> **GOAL**:
Output the lines from the start through the line containing "xmin=48 ymin=0 xmax=325 ymax=471", inclusive, as a two-column CSV with the columns "text" and "answer". Use one row for each text-and-answer pair, put each value in a single quoted field with line breaks replaced by spaces, and leave the pictures out.

-- TASK DATA start --

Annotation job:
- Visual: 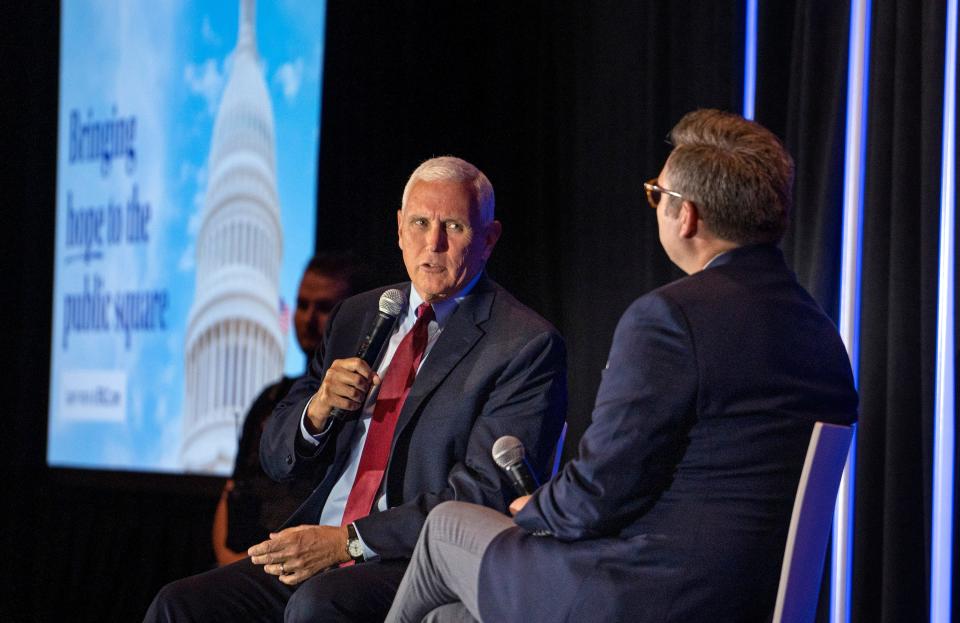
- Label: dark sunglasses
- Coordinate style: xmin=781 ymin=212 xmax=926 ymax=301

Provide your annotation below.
xmin=643 ymin=178 xmax=683 ymax=210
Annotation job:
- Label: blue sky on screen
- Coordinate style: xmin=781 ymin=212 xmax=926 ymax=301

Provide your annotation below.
xmin=48 ymin=0 xmax=325 ymax=471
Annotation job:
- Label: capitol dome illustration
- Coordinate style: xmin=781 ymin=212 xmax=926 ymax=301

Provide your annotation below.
xmin=180 ymin=0 xmax=285 ymax=474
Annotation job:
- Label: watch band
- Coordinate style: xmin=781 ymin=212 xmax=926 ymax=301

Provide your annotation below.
xmin=347 ymin=523 xmax=364 ymax=562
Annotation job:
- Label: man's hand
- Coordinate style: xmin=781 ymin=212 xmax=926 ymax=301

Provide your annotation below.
xmin=307 ymin=357 xmax=380 ymax=433
xmin=247 ymin=526 xmax=350 ymax=586
xmin=510 ymin=495 xmax=530 ymax=517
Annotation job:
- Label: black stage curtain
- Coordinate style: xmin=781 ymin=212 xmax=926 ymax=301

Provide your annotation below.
xmin=853 ymin=0 xmax=946 ymax=623
xmin=0 ymin=0 xmax=945 ymax=622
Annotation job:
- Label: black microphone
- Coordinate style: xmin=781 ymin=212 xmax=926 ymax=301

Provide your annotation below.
xmin=330 ymin=289 xmax=407 ymax=420
xmin=493 ymin=435 xmax=540 ymax=496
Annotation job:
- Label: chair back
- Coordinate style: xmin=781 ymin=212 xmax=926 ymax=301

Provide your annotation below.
xmin=773 ymin=422 xmax=853 ymax=623
xmin=550 ymin=422 xmax=567 ymax=478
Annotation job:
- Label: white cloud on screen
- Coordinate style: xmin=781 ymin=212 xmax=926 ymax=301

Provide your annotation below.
xmin=183 ymin=58 xmax=225 ymax=115
xmin=273 ymin=58 xmax=304 ymax=102
xmin=200 ymin=15 xmax=220 ymax=45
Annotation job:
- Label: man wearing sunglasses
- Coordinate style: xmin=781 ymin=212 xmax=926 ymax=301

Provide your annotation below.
xmin=387 ymin=110 xmax=858 ymax=623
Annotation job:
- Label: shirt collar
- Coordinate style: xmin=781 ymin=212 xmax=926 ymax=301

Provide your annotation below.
xmin=407 ymin=270 xmax=483 ymax=326
xmin=700 ymin=250 xmax=730 ymax=270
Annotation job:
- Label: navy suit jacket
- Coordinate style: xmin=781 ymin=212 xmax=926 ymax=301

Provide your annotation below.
xmin=480 ymin=245 xmax=857 ymax=623
xmin=260 ymin=276 xmax=567 ymax=559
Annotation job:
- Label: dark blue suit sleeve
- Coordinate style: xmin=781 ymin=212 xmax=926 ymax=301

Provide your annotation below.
xmin=515 ymin=294 xmax=697 ymax=541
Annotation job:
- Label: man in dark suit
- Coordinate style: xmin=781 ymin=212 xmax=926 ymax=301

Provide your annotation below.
xmin=387 ymin=110 xmax=857 ymax=623
xmin=147 ymin=157 xmax=566 ymax=622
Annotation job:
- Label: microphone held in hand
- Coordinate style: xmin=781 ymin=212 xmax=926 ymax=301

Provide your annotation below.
xmin=493 ymin=435 xmax=540 ymax=496
xmin=330 ymin=289 xmax=407 ymax=420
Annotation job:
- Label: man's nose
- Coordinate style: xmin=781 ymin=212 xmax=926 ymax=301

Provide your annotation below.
xmin=427 ymin=224 xmax=447 ymax=251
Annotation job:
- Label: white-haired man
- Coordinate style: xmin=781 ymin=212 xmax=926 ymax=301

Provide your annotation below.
xmin=147 ymin=157 xmax=566 ymax=623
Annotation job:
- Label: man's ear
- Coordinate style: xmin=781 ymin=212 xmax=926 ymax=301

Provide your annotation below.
xmin=397 ymin=210 xmax=403 ymax=249
xmin=483 ymin=221 xmax=503 ymax=260
xmin=680 ymin=200 xmax=700 ymax=238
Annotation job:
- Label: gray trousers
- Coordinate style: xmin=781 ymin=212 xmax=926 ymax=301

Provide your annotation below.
xmin=386 ymin=502 xmax=514 ymax=623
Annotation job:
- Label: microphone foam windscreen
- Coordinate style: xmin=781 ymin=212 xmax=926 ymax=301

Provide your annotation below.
xmin=377 ymin=289 xmax=407 ymax=318
xmin=492 ymin=435 xmax=524 ymax=469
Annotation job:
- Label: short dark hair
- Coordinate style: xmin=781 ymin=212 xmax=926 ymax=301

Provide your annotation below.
xmin=667 ymin=109 xmax=793 ymax=244
xmin=303 ymin=251 xmax=359 ymax=297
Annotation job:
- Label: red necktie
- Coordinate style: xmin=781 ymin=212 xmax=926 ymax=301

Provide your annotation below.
xmin=340 ymin=303 xmax=433 ymax=526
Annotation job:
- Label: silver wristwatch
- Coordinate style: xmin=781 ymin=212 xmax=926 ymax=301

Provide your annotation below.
xmin=347 ymin=523 xmax=363 ymax=562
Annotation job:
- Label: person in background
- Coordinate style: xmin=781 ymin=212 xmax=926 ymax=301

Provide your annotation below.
xmin=212 ymin=253 xmax=357 ymax=565
xmin=387 ymin=110 xmax=858 ymax=623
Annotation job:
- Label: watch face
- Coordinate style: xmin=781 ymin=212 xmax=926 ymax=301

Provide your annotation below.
xmin=347 ymin=539 xmax=363 ymax=558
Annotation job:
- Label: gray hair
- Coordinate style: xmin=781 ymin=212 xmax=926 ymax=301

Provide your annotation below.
xmin=667 ymin=109 xmax=793 ymax=244
xmin=400 ymin=156 xmax=495 ymax=225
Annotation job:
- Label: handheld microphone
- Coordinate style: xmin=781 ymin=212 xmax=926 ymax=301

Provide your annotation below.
xmin=492 ymin=435 xmax=540 ymax=496
xmin=330 ymin=289 xmax=407 ymax=420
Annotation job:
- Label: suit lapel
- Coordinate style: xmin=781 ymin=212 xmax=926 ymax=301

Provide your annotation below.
xmin=393 ymin=276 xmax=495 ymax=442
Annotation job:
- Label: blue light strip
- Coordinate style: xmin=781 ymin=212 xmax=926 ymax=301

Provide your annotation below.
xmin=930 ymin=0 xmax=957 ymax=623
xmin=830 ymin=0 xmax=871 ymax=623
xmin=743 ymin=0 xmax=757 ymax=119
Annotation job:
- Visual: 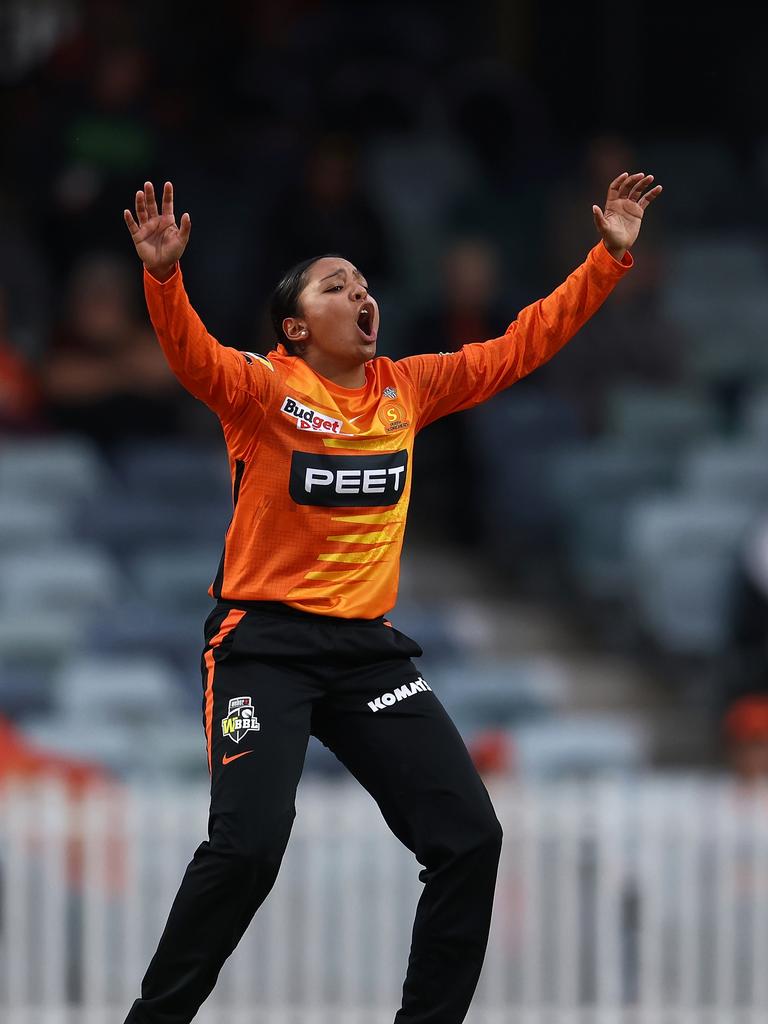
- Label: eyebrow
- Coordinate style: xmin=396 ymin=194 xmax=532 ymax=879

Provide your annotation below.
xmin=319 ymin=266 xmax=365 ymax=284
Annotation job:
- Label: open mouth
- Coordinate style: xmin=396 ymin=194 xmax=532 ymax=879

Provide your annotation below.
xmin=357 ymin=302 xmax=376 ymax=341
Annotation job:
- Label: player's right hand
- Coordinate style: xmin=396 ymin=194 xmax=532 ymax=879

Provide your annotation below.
xmin=123 ymin=181 xmax=191 ymax=281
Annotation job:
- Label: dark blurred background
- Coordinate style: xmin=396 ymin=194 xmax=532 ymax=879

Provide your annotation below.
xmin=0 ymin=0 xmax=768 ymax=777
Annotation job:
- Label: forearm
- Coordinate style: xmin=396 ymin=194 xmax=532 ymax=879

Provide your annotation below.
xmin=144 ymin=263 xmax=245 ymax=413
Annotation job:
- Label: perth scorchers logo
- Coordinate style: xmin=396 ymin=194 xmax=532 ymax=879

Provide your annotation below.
xmin=377 ymin=401 xmax=409 ymax=434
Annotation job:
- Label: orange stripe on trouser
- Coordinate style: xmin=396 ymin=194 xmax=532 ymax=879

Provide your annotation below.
xmin=205 ymin=608 xmax=245 ymax=774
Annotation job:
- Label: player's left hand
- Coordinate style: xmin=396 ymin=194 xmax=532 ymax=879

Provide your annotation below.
xmin=592 ymin=171 xmax=662 ymax=260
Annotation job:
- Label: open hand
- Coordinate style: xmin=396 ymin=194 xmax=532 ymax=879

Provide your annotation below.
xmin=592 ymin=171 xmax=662 ymax=260
xmin=123 ymin=181 xmax=191 ymax=281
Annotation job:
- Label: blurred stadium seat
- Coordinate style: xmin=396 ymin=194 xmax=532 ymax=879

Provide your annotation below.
xmin=512 ymin=714 xmax=649 ymax=778
xmin=548 ymin=438 xmax=677 ymax=598
xmin=681 ymin=441 xmax=768 ymax=503
xmin=55 ymin=654 xmax=181 ymax=729
xmin=0 ymin=436 xmax=110 ymax=501
xmin=0 ymin=543 xmax=125 ymax=612
xmin=740 ymin=388 xmax=768 ymax=446
xmin=627 ymin=496 xmax=755 ymax=656
xmin=429 ymin=656 xmax=567 ymax=739
xmin=129 ymin=544 xmax=221 ymax=611
xmin=0 ymin=492 xmax=74 ymax=551
xmin=78 ymin=492 xmax=231 ymax=556
xmin=116 ymin=441 xmax=231 ymax=501
xmin=607 ymin=387 xmax=720 ymax=449
xmin=0 ymin=605 xmax=84 ymax=668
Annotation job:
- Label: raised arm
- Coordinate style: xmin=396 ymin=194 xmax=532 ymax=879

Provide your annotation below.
xmin=397 ymin=173 xmax=662 ymax=429
xmin=123 ymin=181 xmax=269 ymax=422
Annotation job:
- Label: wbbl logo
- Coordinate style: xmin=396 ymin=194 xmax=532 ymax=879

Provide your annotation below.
xmin=221 ymin=697 xmax=261 ymax=743
xmin=289 ymin=449 xmax=408 ymax=508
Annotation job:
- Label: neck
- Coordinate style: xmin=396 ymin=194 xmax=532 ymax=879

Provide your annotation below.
xmin=304 ymin=352 xmax=366 ymax=387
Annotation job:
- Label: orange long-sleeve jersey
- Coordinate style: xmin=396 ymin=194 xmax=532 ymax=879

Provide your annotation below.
xmin=144 ymin=243 xmax=633 ymax=618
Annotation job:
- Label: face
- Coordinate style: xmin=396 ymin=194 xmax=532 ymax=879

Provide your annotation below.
xmin=283 ymin=256 xmax=379 ymax=367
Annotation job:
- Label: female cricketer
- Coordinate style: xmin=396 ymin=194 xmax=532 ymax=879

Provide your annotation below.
xmin=124 ymin=173 xmax=662 ymax=1024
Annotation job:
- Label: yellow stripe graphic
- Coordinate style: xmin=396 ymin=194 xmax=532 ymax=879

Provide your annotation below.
xmin=332 ymin=512 xmax=404 ymax=525
xmin=304 ymin=566 xmax=376 ymax=583
xmin=323 ymin=437 xmax=402 ymax=452
xmin=326 ymin=529 xmax=393 ymax=544
xmin=317 ymin=545 xmax=389 ymax=562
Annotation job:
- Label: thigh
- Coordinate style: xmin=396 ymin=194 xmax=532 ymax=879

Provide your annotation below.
xmin=312 ymin=658 xmax=497 ymax=862
xmin=202 ymin=609 xmax=321 ymax=828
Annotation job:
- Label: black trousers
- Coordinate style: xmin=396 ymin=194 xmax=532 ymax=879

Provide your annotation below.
xmin=126 ymin=602 xmax=502 ymax=1024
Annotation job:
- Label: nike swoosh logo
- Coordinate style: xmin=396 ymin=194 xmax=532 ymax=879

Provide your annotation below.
xmin=221 ymin=751 xmax=253 ymax=765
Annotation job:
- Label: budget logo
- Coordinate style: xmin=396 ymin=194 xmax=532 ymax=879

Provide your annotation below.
xmin=280 ymin=395 xmax=343 ymax=434
xmin=289 ymin=449 xmax=408 ymax=508
xmin=221 ymin=697 xmax=261 ymax=743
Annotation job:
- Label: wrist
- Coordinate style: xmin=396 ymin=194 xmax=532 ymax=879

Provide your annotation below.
xmin=603 ymin=240 xmax=627 ymax=263
xmin=144 ymin=260 xmax=178 ymax=284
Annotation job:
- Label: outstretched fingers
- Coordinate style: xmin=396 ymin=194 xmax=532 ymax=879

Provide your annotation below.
xmin=144 ymin=181 xmax=158 ymax=217
xmin=627 ymin=174 xmax=653 ymax=203
xmin=136 ymin=188 xmax=150 ymax=224
xmin=638 ymin=185 xmax=662 ymax=210
xmin=608 ymin=171 xmax=629 ymax=193
xmin=162 ymin=181 xmax=173 ymax=217
xmin=123 ymin=210 xmax=139 ymax=236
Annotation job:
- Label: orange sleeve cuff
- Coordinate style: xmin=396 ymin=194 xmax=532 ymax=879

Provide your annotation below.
xmin=595 ymin=239 xmax=635 ymax=270
xmin=142 ymin=260 xmax=181 ymax=288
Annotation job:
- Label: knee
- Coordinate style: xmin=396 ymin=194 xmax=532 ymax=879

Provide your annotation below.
xmin=210 ymin=813 xmax=294 ymax=874
xmin=473 ymin=810 xmax=504 ymax=860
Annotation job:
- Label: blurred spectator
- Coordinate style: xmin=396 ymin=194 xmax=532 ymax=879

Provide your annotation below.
xmin=407 ymin=237 xmax=517 ymax=546
xmin=467 ymin=729 xmax=514 ymax=777
xmin=266 ymin=136 xmax=393 ymax=288
xmin=39 ymin=39 xmax=158 ymax=270
xmin=0 ymin=716 xmax=110 ymax=796
xmin=547 ymin=135 xmax=643 ymax=280
xmin=43 ymin=255 xmax=186 ymax=444
xmin=0 ymin=288 xmax=41 ymax=431
xmin=723 ymin=693 xmax=768 ymax=783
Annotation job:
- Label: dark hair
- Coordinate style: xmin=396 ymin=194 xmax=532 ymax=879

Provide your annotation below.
xmin=269 ymin=253 xmax=344 ymax=355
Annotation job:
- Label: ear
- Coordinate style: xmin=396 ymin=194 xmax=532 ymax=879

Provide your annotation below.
xmin=283 ymin=316 xmax=309 ymax=341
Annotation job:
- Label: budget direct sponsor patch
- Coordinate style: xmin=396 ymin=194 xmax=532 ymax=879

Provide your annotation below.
xmin=289 ymin=449 xmax=408 ymax=508
xmin=280 ymin=395 xmax=343 ymax=434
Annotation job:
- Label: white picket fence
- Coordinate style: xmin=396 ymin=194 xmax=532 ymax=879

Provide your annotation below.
xmin=0 ymin=776 xmax=768 ymax=1024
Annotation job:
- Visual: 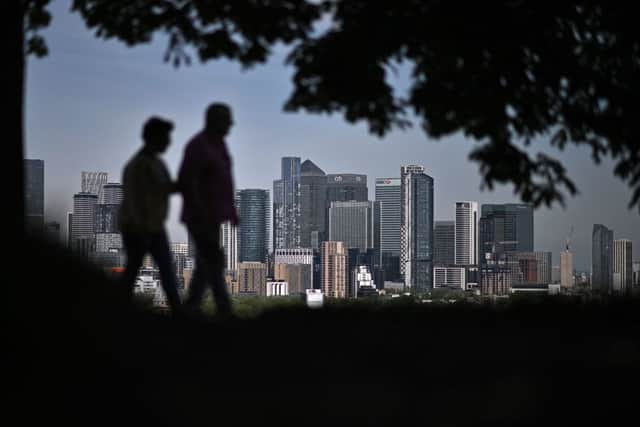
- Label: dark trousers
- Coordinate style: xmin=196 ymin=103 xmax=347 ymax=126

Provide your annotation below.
xmin=186 ymin=224 xmax=231 ymax=316
xmin=122 ymin=231 xmax=180 ymax=312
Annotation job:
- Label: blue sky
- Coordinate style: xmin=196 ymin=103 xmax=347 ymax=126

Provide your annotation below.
xmin=25 ymin=0 xmax=640 ymax=269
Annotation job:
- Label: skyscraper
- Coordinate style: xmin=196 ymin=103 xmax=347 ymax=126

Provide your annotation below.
xmin=591 ymin=224 xmax=613 ymax=293
xmin=613 ymin=239 xmax=633 ymax=292
xmin=376 ymin=178 xmax=401 ymax=286
xmin=433 ymin=221 xmax=456 ymax=267
xmin=327 ymin=173 xmax=369 ymax=207
xmin=321 ymin=241 xmax=347 ymax=298
xmin=455 ymin=201 xmax=480 ymax=265
xmin=94 ymin=182 xmax=123 ymax=253
xmin=80 ymin=172 xmax=108 ymax=203
xmin=221 ymin=222 xmax=238 ymax=272
xmin=300 ymin=160 xmax=327 ymax=249
xmin=99 ymin=182 xmax=124 ymax=205
xmin=94 ymin=203 xmax=122 ymax=252
xmin=478 ymin=203 xmax=533 ymax=263
xmin=236 ymin=189 xmax=269 ymax=263
xmin=273 ymin=157 xmax=300 ymax=250
xmin=44 ymin=221 xmax=60 ymax=245
xmin=560 ymin=243 xmax=575 ymax=288
xmin=24 ymin=159 xmax=44 ymax=234
xmin=238 ymin=262 xmax=267 ymax=296
xmin=400 ymin=165 xmax=424 ymax=278
xmin=329 ymin=200 xmax=380 ymax=252
xmin=506 ymin=252 xmax=552 ymax=285
xmin=274 ymin=248 xmax=315 ymax=295
xmin=376 ymin=178 xmax=400 ymax=256
xmin=400 ymin=165 xmax=434 ymax=294
xmin=71 ymin=193 xmax=98 ymax=253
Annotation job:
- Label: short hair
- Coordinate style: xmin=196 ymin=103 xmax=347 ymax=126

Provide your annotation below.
xmin=204 ymin=102 xmax=231 ymax=130
xmin=142 ymin=116 xmax=173 ymax=143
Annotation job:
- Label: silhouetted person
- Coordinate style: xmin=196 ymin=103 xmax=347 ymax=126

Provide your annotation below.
xmin=178 ymin=104 xmax=238 ymax=318
xmin=119 ymin=117 xmax=180 ymax=314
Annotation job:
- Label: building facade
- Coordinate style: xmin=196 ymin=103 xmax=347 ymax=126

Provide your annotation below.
xmin=24 ymin=159 xmax=44 ymax=234
xmin=327 ymin=173 xmax=369 ymax=207
xmin=274 ymin=263 xmax=313 ymax=295
xmin=44 ymin=221 xmax=60 ymax=245
xmin=99 ymin=182 xmax=124 ymax=205
xmin=273 ymin=248 xmax=320 ymax=294
xmin=220 ymin=221 xmax=239 ymax=272
xmin=80 ymin=172 xmax=109 ymax=203
xmin=300 ymin=160 xmax=327 ymax=249
xmin=433 ymin=221 xmax=456 ymax=267
xmin=433 ymin=266 xmax=466 ymax=290
xmin=236 ymin=189 xmax=269 ymax=263
xmin=455 ymin=201 xmax=480 ymax=265
xmin=560 ymin=245 xmax=575 ymax=289
xmin=71 ymin=193 xmax=98 ymax=252
xmin=400 ymin=166 xmax=434 ymax=294
xmin=273 ymin=157 xmax=300 ymax=250
xmin=591 ymin=224 xmax=613 ymax=293
xmin=478 ymin=203 xmax=533 ymax=263
xmin=237 ymin=262 xmax=267 ymax=296
xmin=329 ymin=200 xmax=380 ymax=252
xmin=266 ymin=280 xmax=289 ymax=297
xmin=321 ymin=241 xmax=347 ymax=298
xmin=613 ymin=239 xmax=633 ymax=292
xmin=375 ymin=178 xmax=401 ymax=280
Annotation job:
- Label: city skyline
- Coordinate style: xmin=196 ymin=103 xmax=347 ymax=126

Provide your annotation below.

-- TASK DATA end --

> **THE COMPLETED TASK**:
text,answer
"Annotation job: - Visual: - Label: dark sunglasses - Coordinate style: xmin=781 ymin=212 xmax=926 ymax=301 Provide your annotation below.","xmin=643 ymin=178 xmax=683 ymax=210"
"Annotation job: - Label: blue sky on screen - Coordinate style: xmin=781 ymin=212 xmax=926 ymax=301 Provide your annotation below.","xmin=48 ymin=0 xmax=325 ymax=471"